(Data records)

________________

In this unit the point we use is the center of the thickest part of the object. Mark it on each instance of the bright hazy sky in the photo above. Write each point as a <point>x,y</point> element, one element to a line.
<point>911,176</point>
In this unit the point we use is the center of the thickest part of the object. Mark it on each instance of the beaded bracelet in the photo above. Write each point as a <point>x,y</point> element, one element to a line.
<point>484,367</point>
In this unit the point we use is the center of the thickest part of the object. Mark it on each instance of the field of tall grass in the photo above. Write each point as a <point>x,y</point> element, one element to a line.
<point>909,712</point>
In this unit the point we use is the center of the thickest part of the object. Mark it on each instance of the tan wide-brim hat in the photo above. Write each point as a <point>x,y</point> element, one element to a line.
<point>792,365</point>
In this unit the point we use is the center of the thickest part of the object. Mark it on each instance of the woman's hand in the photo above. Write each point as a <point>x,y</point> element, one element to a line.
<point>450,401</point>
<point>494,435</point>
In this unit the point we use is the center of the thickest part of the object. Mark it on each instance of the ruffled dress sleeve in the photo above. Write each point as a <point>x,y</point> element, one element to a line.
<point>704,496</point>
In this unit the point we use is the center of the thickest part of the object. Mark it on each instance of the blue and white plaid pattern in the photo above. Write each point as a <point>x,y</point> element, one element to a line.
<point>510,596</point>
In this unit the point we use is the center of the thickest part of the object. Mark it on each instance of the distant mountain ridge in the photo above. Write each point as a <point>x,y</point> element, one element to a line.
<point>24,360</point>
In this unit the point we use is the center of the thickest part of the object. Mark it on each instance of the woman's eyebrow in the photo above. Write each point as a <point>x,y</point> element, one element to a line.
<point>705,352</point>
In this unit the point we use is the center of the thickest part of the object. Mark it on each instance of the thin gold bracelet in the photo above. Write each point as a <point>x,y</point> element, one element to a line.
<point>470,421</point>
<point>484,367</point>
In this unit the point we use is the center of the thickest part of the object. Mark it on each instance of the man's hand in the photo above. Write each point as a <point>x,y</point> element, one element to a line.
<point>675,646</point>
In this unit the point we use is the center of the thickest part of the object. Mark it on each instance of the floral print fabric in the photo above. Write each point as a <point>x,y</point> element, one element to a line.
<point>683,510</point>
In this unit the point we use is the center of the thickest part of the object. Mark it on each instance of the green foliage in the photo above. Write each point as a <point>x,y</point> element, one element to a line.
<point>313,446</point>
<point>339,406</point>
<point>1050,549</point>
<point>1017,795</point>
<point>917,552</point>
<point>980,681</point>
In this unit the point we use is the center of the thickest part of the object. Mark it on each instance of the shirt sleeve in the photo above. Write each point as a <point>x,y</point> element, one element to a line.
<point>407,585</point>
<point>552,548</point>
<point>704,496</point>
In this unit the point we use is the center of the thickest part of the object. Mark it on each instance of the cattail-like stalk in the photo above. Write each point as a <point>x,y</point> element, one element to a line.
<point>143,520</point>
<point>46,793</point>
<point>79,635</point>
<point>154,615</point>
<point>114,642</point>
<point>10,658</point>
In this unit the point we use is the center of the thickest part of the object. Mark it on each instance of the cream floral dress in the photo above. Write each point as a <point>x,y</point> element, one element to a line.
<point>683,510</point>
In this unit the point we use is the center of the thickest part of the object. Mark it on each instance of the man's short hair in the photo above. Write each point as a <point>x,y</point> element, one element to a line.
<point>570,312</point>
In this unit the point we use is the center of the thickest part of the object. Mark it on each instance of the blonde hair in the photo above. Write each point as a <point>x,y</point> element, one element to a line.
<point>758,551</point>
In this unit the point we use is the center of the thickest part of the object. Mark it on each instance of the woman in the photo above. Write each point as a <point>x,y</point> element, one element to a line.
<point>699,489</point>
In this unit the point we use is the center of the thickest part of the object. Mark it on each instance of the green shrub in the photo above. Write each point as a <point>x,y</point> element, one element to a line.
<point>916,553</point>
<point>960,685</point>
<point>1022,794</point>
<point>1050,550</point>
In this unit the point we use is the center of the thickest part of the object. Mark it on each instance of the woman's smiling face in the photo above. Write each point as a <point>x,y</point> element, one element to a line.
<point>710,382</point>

________________

Print verbatim the part of the entries above that opens with the line containing "of the shirt" and closes with the line containing "<point>699,489</point>", including both of those lines.

In this unit the point we use is the center of the thickest part of the object. Mark it on each instance of the shirt sleeve in the photo above. Write each point as a <point>x,y</point> element, one element to a line.
<point>407,585</point>
<point>552,548</point>
<point>704,496</point>
In this unit the point we use is the center of the thickest part of the object. Mark it on each instance of the cattail-like stalk in the photo above. Write each point as a <point>x,y</point> element, one element to a line.
<point>143,520</point>
<point>46,793</point>
<point>79,635</point>
<point>154,615</point>
<point>114,642</point>
<point>10,658</point>
In this unit the point we use is the center of the thickest part of the object. Mark it on each instance of the cream floral dress in the photo above. Write each point as a <point>x,y</point> element, one element to a line.
<point>683,510</point>
In this unit the point we use is the center of the thickest part of the object. Mark it on each instance of the man's short hair in the photo above. Write each point as a <point>x,y</point> element, one element to a line.
<point>570,312</point>
In this unit the point we use is the center of the thickest part of the object. Mark it on each instance of the blonde hair in the photo above. Write each point as a <point>x,y</point> element, one element to a line.
<point>758,551</point>
In this unit the point we use is the center of the thickest part of the object. Mark it on each instance of the woman in the photo above. Write each point as a <point>x,y</point> element, one element to a line.
<point>699,489</point>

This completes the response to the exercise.